[Region pointing data]
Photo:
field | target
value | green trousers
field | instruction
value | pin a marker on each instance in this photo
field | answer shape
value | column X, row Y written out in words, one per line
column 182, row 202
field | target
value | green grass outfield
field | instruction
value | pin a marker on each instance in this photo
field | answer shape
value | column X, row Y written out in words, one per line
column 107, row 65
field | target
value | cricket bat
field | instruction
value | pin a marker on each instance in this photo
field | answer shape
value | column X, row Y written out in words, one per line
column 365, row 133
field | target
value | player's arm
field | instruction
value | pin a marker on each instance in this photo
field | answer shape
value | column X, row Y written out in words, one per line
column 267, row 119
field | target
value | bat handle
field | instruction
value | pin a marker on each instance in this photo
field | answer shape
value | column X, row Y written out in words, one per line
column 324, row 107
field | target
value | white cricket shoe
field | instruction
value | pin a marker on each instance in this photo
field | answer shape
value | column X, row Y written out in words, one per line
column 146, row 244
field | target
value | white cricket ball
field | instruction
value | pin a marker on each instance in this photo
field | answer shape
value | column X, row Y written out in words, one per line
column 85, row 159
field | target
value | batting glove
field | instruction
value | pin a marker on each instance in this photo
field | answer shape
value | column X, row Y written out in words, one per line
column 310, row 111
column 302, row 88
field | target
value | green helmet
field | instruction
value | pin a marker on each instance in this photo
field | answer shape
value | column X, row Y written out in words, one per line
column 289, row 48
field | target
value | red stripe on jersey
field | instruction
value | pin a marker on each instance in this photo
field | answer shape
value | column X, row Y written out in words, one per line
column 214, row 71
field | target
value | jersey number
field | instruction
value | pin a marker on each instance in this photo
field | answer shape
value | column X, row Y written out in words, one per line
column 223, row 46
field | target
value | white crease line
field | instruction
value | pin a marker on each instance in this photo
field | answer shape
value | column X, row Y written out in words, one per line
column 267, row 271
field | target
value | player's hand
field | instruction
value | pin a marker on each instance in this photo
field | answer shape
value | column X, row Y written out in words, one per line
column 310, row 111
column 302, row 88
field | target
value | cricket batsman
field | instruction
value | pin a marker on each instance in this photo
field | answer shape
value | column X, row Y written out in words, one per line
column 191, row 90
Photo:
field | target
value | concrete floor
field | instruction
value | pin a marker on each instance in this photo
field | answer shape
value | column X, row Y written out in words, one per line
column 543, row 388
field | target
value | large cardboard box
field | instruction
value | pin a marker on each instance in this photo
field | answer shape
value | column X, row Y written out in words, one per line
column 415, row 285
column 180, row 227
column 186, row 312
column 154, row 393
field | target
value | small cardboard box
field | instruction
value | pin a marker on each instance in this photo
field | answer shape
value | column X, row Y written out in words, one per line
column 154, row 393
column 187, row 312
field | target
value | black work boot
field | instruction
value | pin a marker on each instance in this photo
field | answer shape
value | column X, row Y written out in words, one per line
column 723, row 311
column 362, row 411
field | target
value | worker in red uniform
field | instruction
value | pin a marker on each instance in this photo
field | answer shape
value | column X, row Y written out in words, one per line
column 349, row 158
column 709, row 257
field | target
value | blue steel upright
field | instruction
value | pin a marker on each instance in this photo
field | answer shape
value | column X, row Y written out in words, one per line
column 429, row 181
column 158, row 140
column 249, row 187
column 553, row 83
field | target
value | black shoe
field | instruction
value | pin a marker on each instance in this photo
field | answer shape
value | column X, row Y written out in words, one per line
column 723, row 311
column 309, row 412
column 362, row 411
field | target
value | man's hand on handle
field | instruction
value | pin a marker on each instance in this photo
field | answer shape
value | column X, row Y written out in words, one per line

#### Try it
In the data above, which lines have "cardboard"? Report each of them.

#### Exercise answer
value | large cardboard box
value | small cardboard box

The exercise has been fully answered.